#### The data ####

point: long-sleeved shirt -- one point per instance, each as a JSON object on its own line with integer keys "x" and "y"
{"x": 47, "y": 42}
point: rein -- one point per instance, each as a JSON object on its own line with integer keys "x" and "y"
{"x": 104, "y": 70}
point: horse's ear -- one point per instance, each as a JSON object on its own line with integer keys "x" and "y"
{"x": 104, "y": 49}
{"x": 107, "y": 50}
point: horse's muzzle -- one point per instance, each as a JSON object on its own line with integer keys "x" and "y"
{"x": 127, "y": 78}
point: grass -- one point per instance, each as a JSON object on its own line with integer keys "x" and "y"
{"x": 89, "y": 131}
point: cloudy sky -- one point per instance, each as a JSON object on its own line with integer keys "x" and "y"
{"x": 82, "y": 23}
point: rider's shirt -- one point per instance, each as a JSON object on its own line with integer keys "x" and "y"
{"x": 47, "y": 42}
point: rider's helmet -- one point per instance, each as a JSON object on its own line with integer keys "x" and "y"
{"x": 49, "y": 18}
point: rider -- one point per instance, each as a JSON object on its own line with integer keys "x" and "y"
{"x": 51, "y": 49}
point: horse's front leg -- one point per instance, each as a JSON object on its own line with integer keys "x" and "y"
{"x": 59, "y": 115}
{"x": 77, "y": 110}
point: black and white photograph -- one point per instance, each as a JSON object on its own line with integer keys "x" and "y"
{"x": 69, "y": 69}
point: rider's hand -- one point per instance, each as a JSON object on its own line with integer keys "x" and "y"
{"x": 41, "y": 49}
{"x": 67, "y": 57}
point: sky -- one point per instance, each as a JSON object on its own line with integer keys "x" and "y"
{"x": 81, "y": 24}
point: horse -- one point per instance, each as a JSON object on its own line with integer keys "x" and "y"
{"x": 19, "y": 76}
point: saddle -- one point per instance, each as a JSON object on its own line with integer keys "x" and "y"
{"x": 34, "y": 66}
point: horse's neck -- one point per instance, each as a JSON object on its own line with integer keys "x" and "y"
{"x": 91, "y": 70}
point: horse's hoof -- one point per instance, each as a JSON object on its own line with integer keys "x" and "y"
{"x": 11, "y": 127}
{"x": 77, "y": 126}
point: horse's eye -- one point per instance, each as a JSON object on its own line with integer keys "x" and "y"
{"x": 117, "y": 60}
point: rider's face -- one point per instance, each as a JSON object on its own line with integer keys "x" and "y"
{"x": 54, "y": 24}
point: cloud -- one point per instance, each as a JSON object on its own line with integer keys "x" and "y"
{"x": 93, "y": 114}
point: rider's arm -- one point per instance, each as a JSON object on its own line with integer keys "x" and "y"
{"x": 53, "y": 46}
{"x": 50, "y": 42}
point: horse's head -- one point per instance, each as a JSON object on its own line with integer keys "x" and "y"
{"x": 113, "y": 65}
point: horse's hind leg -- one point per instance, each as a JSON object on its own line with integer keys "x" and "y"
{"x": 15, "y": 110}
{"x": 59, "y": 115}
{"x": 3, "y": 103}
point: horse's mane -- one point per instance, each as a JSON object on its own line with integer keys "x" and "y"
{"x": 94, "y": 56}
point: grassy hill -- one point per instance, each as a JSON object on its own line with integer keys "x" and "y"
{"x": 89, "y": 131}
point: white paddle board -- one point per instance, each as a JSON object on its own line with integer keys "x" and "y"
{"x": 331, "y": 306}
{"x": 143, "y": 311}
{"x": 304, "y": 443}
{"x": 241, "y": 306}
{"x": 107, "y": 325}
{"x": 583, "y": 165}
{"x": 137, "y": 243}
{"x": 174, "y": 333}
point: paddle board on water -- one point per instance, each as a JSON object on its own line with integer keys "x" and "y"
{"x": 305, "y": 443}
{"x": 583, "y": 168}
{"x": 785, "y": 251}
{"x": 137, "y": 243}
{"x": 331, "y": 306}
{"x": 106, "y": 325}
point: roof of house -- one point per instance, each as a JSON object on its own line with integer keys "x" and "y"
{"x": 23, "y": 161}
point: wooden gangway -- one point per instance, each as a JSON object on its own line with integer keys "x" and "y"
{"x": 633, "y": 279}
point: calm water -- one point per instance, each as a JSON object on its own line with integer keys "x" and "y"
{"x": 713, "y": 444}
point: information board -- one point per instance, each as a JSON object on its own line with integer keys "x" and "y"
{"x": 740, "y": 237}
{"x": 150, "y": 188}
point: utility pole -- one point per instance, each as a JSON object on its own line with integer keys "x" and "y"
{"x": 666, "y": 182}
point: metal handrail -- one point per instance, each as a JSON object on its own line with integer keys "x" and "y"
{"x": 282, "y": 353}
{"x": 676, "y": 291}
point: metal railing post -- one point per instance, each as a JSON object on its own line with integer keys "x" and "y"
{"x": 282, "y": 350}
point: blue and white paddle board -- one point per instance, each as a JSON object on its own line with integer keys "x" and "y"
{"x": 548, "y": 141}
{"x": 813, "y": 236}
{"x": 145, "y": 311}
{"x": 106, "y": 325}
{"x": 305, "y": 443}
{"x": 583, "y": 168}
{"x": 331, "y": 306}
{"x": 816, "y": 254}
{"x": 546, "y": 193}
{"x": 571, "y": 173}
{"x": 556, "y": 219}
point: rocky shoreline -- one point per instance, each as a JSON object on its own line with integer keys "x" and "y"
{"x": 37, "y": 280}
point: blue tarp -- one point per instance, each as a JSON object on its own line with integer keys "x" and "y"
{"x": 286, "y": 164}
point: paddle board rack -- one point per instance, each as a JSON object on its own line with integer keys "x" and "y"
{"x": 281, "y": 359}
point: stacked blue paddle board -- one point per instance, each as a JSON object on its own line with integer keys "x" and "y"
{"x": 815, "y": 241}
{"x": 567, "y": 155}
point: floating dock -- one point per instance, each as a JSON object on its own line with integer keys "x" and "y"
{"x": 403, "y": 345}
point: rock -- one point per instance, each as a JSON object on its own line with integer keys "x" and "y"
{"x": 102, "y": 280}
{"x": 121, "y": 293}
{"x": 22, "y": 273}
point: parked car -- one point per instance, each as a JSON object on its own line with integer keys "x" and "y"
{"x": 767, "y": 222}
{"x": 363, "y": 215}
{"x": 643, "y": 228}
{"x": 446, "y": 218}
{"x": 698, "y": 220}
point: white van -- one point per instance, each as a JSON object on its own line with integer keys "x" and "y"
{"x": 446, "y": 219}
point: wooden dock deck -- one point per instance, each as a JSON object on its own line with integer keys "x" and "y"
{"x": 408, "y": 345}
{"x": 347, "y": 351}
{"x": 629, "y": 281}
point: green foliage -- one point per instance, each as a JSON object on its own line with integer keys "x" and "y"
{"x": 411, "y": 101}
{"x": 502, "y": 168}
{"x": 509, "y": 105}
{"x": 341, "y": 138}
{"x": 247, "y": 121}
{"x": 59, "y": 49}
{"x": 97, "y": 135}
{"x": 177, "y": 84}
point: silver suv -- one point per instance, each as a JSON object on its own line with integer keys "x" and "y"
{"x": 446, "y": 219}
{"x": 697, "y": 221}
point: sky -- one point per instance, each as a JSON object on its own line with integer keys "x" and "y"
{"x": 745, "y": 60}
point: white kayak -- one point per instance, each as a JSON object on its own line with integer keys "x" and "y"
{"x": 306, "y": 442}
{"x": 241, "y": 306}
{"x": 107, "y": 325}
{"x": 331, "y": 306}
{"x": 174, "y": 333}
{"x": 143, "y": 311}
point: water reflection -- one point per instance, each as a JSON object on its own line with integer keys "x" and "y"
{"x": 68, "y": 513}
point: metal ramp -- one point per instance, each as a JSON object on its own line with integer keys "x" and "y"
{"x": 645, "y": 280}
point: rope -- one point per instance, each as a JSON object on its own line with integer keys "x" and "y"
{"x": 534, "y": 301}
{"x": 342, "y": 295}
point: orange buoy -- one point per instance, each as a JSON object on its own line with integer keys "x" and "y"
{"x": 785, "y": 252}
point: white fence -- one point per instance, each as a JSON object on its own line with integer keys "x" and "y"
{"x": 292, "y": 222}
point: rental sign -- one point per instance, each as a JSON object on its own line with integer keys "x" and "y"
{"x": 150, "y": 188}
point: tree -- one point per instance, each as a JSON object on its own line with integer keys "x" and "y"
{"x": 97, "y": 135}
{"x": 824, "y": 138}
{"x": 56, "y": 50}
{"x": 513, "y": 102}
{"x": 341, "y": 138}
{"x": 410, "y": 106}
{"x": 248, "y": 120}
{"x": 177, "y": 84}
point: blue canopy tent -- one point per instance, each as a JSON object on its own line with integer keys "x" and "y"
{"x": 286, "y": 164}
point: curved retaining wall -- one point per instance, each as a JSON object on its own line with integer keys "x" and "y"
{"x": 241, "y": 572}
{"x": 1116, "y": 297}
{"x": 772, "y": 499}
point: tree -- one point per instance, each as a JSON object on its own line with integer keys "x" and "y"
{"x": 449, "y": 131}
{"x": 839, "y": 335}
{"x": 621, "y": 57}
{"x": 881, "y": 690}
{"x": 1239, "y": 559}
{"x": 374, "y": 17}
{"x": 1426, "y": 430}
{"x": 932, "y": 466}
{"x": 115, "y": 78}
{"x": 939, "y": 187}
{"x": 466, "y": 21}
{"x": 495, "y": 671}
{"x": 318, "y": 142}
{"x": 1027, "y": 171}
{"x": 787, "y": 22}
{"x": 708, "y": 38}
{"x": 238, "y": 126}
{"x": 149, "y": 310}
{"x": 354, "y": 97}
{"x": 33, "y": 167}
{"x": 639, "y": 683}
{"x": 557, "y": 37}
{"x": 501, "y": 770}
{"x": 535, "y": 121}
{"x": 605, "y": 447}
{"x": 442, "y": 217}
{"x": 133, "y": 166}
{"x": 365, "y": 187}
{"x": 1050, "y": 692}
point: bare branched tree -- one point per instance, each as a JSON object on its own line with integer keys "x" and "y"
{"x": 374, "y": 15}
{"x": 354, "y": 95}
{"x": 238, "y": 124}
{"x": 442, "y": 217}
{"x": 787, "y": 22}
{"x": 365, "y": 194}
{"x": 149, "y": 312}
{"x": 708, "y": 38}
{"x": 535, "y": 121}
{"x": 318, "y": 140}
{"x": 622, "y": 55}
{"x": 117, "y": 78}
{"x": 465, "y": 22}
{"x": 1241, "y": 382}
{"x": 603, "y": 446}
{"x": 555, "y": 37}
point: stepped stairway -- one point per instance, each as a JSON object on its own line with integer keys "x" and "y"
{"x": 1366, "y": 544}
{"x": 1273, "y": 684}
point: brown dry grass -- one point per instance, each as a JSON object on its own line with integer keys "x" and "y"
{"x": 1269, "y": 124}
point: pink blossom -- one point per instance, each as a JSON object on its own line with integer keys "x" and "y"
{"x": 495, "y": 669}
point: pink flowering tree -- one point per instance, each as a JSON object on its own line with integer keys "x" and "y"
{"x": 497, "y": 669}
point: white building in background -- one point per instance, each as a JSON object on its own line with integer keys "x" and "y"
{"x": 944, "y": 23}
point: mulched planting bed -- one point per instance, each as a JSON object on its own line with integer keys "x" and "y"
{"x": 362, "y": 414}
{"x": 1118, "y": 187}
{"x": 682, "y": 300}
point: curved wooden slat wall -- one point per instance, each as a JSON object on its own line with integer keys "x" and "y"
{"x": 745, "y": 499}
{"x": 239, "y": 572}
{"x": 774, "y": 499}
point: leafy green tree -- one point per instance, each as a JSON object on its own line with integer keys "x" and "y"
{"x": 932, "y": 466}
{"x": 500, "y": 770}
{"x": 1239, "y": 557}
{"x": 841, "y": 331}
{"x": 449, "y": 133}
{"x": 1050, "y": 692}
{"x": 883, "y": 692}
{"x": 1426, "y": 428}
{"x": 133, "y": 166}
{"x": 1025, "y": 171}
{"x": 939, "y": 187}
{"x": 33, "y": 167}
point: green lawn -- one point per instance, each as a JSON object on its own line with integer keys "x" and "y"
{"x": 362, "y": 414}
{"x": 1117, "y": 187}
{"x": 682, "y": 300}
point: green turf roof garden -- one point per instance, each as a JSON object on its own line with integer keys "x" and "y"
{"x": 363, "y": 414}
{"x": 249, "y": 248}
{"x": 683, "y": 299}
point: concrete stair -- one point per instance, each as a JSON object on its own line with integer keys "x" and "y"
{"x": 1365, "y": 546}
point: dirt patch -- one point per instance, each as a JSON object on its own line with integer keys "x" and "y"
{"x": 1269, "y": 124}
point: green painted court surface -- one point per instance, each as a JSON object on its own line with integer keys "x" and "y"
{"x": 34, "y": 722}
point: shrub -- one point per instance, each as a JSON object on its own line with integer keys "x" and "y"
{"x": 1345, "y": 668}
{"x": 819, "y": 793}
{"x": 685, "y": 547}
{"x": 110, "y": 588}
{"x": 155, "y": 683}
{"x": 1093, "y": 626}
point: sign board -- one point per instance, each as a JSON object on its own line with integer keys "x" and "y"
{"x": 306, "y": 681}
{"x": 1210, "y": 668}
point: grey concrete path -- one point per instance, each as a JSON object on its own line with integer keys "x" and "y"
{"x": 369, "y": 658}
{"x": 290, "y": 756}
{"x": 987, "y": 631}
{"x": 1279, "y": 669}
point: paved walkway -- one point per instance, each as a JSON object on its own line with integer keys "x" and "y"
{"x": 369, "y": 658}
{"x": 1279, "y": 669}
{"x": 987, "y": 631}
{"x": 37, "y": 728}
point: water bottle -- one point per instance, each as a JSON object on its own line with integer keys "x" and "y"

####

■ **Short exercise**: Take every line from the one containing "point: sign board" to the end of the listing and output it exactly, with nothing else.

■ **Full output**:
point: sign board -- one point per instance, each as a JSON object on its own line with integer keys "x" and "y"
{"x": 306, "y": 681}
{"x": 1210, "y": 668}
point: grey concrete path -- one point per instance, each as a JSON object on its own line with integer keys "x" and "y"
{"x": 369, "y": 658}
{"x": 290, "y": 756}
{"x": 987, "y": 631}
{"x": 1279, "y": 669}
point: paved walkway -- one point per instance, each as a JSON object on its own line with integer keys "x" and "y"
{"x": 369, "y": 658}
{"x": 1279, "y": 669}
{"x": 987, "y": 631}
{"x": 37, "y": 728}
point: water bottle -- one point per instance, each as a JSON object on its own line with integer keys "x" and "y"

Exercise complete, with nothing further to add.